» GOAL
Copy out the listing word for word, starting at its first line and ending at the line that contains "pixel 124 116", with both of those lines included. Leave the pictures out of your answer.

» GIVEN ENTRIES
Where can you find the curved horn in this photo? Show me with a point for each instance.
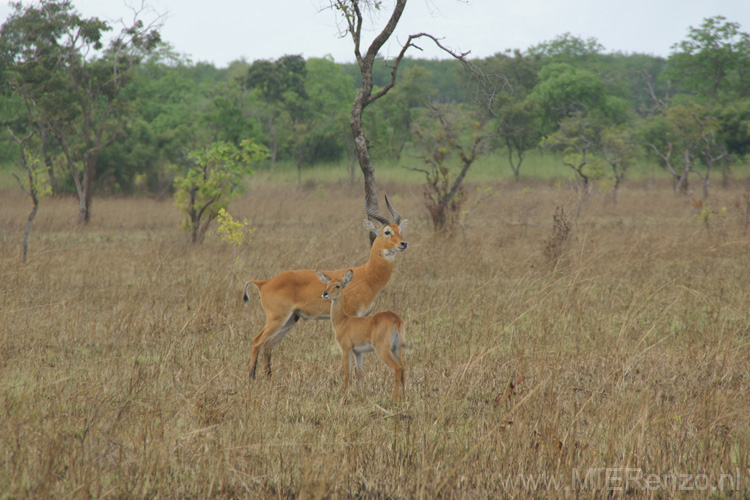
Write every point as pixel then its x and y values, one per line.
pixel 396 216
pixel 373 215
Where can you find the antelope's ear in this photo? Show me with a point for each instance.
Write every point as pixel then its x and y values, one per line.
pixel 372 228
pixel 347 277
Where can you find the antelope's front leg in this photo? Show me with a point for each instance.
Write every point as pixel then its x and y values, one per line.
pixel 345 356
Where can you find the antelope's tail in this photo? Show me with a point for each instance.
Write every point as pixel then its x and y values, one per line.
pixel 246 295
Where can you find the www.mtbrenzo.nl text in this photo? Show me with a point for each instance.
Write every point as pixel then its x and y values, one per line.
pixel 624 479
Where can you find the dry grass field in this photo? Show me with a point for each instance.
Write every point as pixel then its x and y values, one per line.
pixel 619 369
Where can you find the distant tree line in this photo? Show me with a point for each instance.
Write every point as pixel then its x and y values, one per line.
pixel 124 116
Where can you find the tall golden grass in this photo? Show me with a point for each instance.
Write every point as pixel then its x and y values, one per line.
pixel 619 366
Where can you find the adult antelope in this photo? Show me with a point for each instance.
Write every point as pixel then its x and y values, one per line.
pixel 382 332
pixel 292 295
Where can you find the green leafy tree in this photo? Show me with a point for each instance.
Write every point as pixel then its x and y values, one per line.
pixel 713 60
pixel 518 118
pixel 576 140
pixel 565 91
pixel 619 149
pixel 674 137
pixel 71 84
pixel 397 113
pixel 213 182
pixel 281 84
pixel 234 233
pixel 566 48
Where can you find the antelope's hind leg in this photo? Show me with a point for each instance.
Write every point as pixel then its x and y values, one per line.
pixel 270 335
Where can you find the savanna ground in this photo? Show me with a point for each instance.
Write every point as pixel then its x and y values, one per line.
pixel 622 368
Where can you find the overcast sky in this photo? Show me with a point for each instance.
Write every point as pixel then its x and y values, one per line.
pixel 221 31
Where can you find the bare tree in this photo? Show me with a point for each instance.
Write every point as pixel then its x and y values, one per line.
pixel 712 152
pixel 353 12
pixel 36 185
pixel 443 191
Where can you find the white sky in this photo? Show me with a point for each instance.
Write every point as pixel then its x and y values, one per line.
pixel 220 31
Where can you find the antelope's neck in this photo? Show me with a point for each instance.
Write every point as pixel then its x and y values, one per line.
pixel 337 312
pixel 378 268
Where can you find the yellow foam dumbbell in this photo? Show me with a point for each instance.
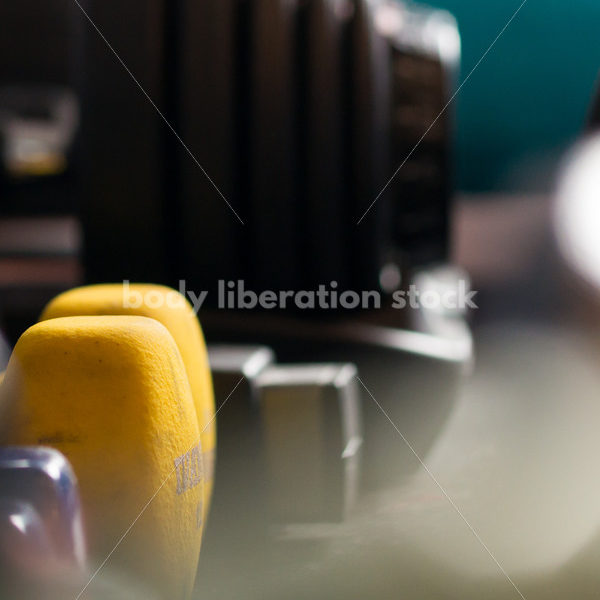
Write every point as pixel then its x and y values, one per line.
pixel 111 393
pixel 173 310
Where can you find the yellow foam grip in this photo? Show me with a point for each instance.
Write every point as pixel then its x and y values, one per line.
pixel 112 394
pixel 170 308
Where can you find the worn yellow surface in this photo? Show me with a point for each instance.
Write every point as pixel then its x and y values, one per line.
pixel 111 393
pixel 173 310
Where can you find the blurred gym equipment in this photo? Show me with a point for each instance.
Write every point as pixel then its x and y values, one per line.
pixel 174 311
pixel 42 543
pixel 300 113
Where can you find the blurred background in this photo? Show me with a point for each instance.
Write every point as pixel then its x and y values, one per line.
pixel 518 448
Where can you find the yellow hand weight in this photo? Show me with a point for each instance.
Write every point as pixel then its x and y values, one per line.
pixel 170 308
pixel 111 393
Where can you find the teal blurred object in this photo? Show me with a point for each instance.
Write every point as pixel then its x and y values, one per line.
pixel 529 98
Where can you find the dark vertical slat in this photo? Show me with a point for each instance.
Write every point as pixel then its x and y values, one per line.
pixel 371 161
pixel 123 169
pixel 326 190
pixel 275 235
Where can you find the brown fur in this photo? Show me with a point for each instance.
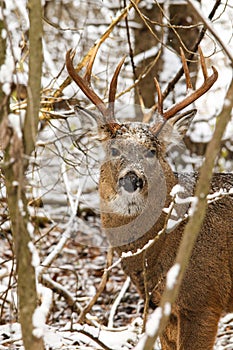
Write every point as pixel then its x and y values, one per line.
pixel 207 289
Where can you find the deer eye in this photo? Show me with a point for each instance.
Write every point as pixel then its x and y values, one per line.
pixel 150 153
pixel 115 152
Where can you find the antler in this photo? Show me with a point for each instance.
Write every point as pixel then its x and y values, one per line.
pixel 208 82
pixel 84 84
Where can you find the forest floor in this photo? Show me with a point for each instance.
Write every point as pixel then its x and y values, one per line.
pixel 78 270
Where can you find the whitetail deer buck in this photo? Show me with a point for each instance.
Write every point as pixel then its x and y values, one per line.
pixel 135 185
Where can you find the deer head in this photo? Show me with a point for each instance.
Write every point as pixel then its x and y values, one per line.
pixel 135 176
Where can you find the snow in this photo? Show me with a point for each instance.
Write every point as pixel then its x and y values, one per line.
pixel 153 322
pixel 172 276
pixel 193 206
pixel 42 311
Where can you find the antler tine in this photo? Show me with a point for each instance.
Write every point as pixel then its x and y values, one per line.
pixel 208 82
pixel 189 85
pixel 203 65
pixel 160 97
pixel 113 87
pixel 87 75
pixel 84 86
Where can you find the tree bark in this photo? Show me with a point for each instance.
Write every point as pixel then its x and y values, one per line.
pixel 17 150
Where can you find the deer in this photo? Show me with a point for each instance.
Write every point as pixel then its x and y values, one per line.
pixel 135 187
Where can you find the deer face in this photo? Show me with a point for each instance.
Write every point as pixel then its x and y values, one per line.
pixel 130 156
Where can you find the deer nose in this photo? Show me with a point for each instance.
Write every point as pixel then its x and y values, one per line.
pixel 131 182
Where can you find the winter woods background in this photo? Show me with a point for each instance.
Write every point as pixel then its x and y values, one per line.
pixel 51 200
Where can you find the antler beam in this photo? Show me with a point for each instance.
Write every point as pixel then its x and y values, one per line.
pixel 208 82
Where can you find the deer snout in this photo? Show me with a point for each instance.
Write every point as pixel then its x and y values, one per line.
pixel 131 182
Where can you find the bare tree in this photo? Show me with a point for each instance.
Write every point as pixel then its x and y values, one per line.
pixel 18 145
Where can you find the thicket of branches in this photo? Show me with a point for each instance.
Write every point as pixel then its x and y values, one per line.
pixel 49 157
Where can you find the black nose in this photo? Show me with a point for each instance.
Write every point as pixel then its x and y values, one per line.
pixel 131 182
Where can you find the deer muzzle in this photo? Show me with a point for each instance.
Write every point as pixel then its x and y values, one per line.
pixel 131 182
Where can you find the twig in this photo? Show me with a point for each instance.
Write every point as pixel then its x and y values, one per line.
pixel 64 238
pixel 103 37
pixel 96 339
pixel 62 291
pixel 99 289
pixel 179 74
pixel 117 302
pixel 211 29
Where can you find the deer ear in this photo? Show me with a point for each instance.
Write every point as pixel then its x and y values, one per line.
pixel 174 129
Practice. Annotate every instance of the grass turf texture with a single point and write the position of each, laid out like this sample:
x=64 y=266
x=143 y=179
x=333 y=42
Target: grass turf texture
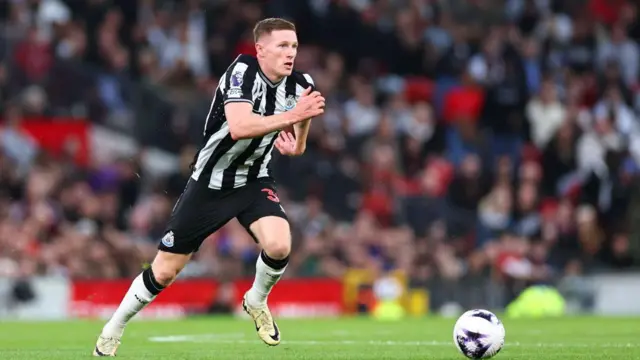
x=349 y=338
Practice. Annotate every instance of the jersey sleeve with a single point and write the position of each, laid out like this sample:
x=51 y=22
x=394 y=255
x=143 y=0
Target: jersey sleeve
x=307 y=81
x=239 y=81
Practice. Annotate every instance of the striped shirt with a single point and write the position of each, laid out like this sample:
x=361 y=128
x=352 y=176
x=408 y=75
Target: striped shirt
x=225 y=163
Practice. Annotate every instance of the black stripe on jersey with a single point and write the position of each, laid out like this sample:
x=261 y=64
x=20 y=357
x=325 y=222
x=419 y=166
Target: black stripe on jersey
x=223 y=147
x=248 y=79
x=254 y=170
x=229 y=174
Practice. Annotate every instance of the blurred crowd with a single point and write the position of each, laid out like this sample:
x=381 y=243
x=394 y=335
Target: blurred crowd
x=462 y=139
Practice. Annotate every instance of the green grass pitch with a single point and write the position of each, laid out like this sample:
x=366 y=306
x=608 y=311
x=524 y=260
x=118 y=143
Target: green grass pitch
x=326 y=339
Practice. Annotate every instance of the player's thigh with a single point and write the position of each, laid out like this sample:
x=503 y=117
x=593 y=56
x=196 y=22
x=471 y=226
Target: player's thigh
x=267 y=222
x=198 y=213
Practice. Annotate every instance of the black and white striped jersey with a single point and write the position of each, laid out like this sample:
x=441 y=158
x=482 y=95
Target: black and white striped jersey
x=225 y=163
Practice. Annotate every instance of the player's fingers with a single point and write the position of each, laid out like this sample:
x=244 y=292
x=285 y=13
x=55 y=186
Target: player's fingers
x=306 y=91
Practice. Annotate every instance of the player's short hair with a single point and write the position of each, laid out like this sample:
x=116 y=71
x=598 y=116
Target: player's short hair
x=267 y=26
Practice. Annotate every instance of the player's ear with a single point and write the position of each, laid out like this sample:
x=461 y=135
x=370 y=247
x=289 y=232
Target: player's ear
x=259 y=48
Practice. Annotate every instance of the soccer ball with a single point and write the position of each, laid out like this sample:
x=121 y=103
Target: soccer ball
x=478 y=334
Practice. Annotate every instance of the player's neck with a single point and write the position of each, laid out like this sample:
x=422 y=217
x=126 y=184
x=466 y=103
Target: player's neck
x=274 y=78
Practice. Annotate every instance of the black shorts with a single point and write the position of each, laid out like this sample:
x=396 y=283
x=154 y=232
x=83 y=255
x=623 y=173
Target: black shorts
x=201 y=211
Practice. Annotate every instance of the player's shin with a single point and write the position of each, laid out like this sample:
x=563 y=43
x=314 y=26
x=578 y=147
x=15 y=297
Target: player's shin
x=143 y=290
x=268 y=272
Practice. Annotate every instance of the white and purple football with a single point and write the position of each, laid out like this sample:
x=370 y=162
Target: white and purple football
x=478 y=334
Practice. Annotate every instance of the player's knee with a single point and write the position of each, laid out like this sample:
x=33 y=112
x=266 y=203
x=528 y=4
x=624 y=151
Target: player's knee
x=166 y=267
x=277 y=250
x=164 y=275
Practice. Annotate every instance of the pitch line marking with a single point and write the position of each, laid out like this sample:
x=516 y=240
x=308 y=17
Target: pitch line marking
x=237 y=338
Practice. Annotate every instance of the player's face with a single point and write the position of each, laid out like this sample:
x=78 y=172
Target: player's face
x=278 y=51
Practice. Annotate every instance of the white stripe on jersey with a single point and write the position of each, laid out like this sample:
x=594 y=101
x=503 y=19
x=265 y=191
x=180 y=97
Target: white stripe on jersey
x=309 y=79
x=243 y=171
x=220 y=87
x=239 y=80
x=225 y=161
x=208 y=149
x=264 y=168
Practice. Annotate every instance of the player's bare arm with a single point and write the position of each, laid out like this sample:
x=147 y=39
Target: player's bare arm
x=244 y=124
x=290 y=145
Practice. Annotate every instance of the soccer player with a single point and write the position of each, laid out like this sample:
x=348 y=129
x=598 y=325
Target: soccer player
x=256 y=98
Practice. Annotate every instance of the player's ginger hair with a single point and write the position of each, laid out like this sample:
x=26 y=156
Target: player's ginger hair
x=267 y=26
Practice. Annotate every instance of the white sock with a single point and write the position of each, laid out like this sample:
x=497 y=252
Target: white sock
x=137 y=297
x=266 y=278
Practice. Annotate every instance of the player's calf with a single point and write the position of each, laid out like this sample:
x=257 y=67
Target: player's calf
x=144 y=288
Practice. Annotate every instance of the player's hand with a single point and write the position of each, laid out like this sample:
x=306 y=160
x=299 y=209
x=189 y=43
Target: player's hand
x=310 y=104
x=287 y=145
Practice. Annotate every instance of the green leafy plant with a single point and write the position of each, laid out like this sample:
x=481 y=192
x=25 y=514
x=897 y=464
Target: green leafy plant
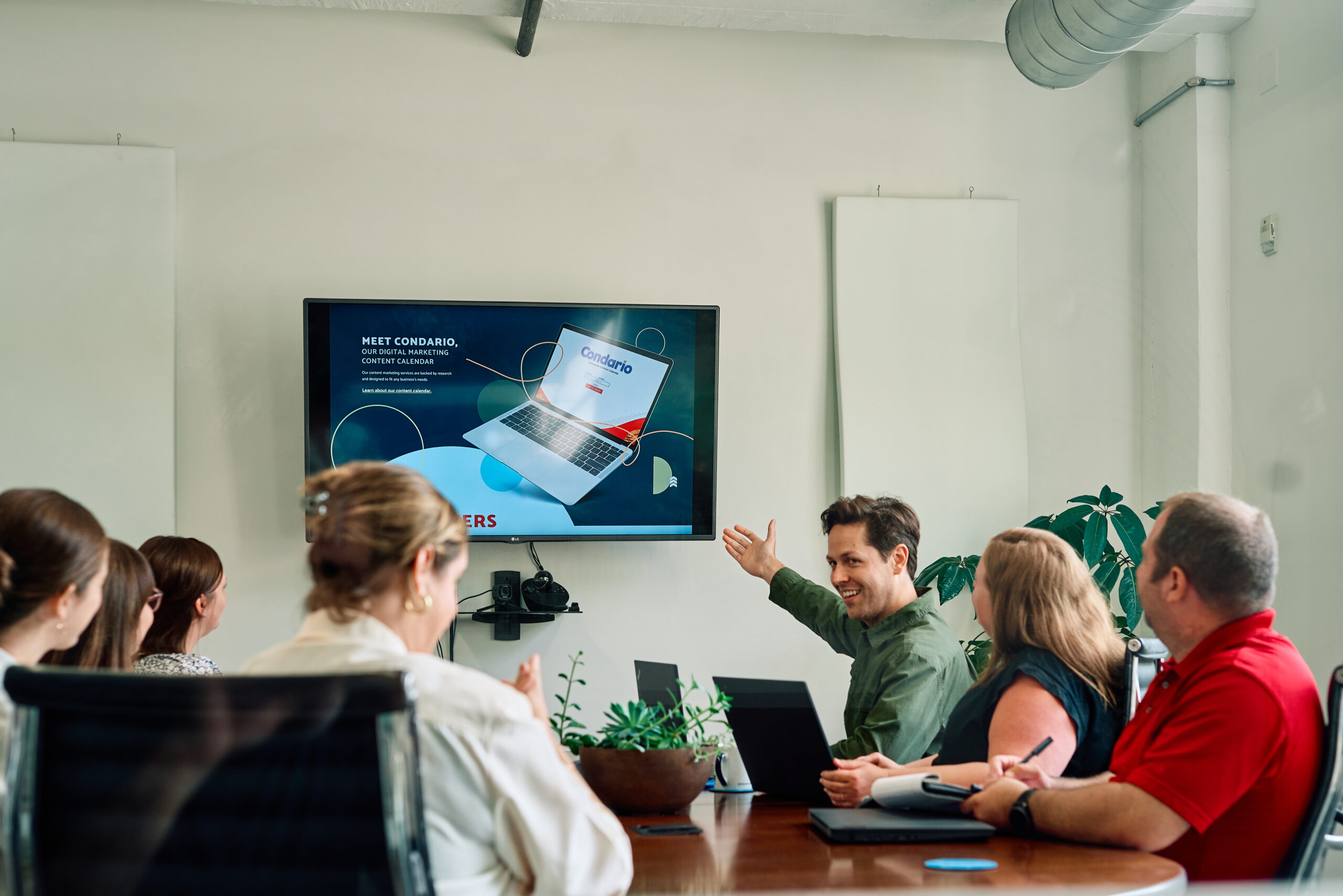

» RESPONSE FOR THIS EXERCISE
Where can you find the curved horn in this photo? Show me with a point for each instance.
Write every point as pixel then its x and y values, one per line.
pixel 396 216
pixel 373 215
Where can you find the antelope's ear in this photo? Show me with a point for each instance.
Write every point as pixel then its x and y values, one per line.
pixel 372 228
pixel 347 277
Where can you find the antelope's front leg in this photo? Show me with a point for each instance.
Write every point as pixel then its x and y values, one per line.
pixel 345 356
Where can you find the antelope's tail in this photo? Show me with a point for each instance.
Write every point as pixel then its x and y values, one per line.
pixel 246 295
Where can you find the www.mtbrenzo.nl text in this photo? Show me with a point for each instance.
Write every point as pixel then its x and y values, one per line.
pixel 624 479
Where can you find the dry grass field in this photo? Show me with a point for each instance.
Write every point as pixel then its x and y values, one per line.
pixel 619 369
Where can you find the distant tree line in this photo? Show me with a point for each instance.
Write every point as pixel then its x and y values, one per line.
pixel 124 116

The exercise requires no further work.